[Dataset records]

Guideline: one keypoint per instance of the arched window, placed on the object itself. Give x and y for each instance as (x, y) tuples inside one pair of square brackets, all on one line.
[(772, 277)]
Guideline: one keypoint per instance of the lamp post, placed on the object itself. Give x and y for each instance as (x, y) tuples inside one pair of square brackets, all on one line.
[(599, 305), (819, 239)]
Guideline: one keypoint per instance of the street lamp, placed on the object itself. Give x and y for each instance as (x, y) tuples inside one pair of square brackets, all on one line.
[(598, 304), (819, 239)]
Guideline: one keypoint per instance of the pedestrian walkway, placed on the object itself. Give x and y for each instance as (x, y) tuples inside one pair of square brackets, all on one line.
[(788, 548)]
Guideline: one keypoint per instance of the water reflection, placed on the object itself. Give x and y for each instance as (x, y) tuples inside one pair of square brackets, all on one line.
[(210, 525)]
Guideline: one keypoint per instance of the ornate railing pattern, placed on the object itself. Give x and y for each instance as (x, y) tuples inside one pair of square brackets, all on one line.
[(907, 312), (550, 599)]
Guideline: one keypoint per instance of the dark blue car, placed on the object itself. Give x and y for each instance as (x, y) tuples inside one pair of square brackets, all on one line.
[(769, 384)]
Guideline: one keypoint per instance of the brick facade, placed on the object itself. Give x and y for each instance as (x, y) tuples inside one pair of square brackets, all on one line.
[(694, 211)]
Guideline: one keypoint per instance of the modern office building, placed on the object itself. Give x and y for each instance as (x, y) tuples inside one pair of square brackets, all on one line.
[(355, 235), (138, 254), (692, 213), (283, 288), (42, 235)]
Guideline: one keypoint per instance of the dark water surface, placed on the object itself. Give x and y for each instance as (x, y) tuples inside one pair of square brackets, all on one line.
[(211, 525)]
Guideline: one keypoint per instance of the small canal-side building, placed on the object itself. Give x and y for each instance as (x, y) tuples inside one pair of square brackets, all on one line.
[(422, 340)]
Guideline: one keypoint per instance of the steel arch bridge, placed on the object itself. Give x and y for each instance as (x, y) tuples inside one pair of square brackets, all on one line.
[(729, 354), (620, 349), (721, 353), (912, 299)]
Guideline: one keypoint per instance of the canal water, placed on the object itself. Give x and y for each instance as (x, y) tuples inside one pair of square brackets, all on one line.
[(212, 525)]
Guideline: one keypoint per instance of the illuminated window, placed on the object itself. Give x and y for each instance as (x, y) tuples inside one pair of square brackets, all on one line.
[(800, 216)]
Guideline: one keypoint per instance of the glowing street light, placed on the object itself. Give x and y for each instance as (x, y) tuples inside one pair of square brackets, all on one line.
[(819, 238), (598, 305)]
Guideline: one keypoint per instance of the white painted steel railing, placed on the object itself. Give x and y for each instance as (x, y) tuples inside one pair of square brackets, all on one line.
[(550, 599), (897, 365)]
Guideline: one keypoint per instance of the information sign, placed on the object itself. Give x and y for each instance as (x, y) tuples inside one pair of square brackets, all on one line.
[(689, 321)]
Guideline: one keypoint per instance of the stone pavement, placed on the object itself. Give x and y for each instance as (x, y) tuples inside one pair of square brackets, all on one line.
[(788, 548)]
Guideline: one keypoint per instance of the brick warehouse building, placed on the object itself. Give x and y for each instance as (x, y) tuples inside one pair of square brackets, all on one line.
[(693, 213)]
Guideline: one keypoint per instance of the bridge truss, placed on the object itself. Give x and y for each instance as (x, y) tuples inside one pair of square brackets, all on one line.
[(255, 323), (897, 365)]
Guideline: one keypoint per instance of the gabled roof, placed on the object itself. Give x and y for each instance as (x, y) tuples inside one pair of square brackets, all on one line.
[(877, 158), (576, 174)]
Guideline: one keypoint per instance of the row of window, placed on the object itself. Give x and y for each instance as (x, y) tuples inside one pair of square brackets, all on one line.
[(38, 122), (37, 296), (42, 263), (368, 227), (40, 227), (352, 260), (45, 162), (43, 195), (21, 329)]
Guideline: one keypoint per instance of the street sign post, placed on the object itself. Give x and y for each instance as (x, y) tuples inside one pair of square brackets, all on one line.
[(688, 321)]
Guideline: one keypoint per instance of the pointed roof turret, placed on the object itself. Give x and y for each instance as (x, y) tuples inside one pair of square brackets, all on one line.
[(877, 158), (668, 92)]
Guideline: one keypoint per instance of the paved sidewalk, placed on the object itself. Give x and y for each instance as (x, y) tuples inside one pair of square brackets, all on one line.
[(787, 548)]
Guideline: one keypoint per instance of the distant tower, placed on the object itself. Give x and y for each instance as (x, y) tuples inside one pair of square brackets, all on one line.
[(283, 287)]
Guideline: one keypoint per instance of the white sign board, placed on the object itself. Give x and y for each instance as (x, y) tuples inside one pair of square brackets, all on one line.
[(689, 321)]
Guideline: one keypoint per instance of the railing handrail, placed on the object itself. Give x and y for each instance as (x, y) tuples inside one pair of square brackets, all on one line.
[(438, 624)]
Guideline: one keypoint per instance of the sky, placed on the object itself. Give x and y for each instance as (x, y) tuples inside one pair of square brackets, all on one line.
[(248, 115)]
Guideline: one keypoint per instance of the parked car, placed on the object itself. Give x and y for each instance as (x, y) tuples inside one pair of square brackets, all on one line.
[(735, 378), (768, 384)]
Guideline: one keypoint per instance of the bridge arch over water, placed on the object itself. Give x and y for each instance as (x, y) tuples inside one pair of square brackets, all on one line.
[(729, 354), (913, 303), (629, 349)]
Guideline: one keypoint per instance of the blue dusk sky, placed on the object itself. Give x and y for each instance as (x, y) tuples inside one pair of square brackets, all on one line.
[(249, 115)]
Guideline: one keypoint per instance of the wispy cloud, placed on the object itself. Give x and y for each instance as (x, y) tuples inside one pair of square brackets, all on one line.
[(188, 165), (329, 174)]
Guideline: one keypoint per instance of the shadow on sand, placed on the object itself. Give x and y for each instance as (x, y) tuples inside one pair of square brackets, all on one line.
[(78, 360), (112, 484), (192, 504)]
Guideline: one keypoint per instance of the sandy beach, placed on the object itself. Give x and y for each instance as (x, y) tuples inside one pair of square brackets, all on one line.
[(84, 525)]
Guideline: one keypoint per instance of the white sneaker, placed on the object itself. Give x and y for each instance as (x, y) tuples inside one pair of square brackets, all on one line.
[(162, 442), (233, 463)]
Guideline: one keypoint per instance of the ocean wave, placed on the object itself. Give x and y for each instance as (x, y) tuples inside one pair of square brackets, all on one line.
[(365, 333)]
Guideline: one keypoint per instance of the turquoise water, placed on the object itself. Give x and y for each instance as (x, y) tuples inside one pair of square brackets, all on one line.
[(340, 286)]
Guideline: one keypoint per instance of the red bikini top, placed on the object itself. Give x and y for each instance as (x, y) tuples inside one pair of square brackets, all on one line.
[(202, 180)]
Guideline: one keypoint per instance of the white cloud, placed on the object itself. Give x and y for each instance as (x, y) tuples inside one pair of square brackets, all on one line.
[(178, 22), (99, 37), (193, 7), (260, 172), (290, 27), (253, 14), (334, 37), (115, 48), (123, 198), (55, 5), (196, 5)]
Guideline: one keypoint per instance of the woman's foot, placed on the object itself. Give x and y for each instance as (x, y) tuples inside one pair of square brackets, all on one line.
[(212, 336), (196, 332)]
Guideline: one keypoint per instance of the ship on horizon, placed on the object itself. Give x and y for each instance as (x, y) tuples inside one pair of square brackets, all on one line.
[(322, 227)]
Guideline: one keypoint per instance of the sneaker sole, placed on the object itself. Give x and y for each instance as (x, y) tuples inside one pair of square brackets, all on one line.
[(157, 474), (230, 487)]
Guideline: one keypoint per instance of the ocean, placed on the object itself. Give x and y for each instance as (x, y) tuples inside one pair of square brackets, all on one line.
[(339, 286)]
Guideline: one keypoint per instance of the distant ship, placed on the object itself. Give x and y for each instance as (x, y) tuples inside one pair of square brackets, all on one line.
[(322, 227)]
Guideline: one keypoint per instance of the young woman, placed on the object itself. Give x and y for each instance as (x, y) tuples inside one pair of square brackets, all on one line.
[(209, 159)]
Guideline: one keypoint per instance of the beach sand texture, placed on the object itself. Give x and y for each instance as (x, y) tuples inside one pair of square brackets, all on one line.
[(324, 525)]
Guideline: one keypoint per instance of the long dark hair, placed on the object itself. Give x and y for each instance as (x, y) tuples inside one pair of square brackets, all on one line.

▶ WHAT TO WORK ON: Return, character for character, everything from the line containing "Guideline: one keypoint per instance of the row" down to the line containing "[(688, 321)]", both of those lines included.

▶ TASK SOLUTION:
Guideline: one keypoint per instance of the row of window, placed on the object itself. Give x and y for each instance as (x, y) tuples inside one pair of square brackets, all on one line.
[(38, 122), (37, 296), (42, 263), (368, 227), (40, 227), (352, 260), (45, 162), (43, 195), (21, 329)]
Guideline: one keypoint per instance of the street sign post, placed on the object itself. Give x and y for each instance as (x, y) tuples inside one pair of square brackets, all on one line.
[(688, 321)]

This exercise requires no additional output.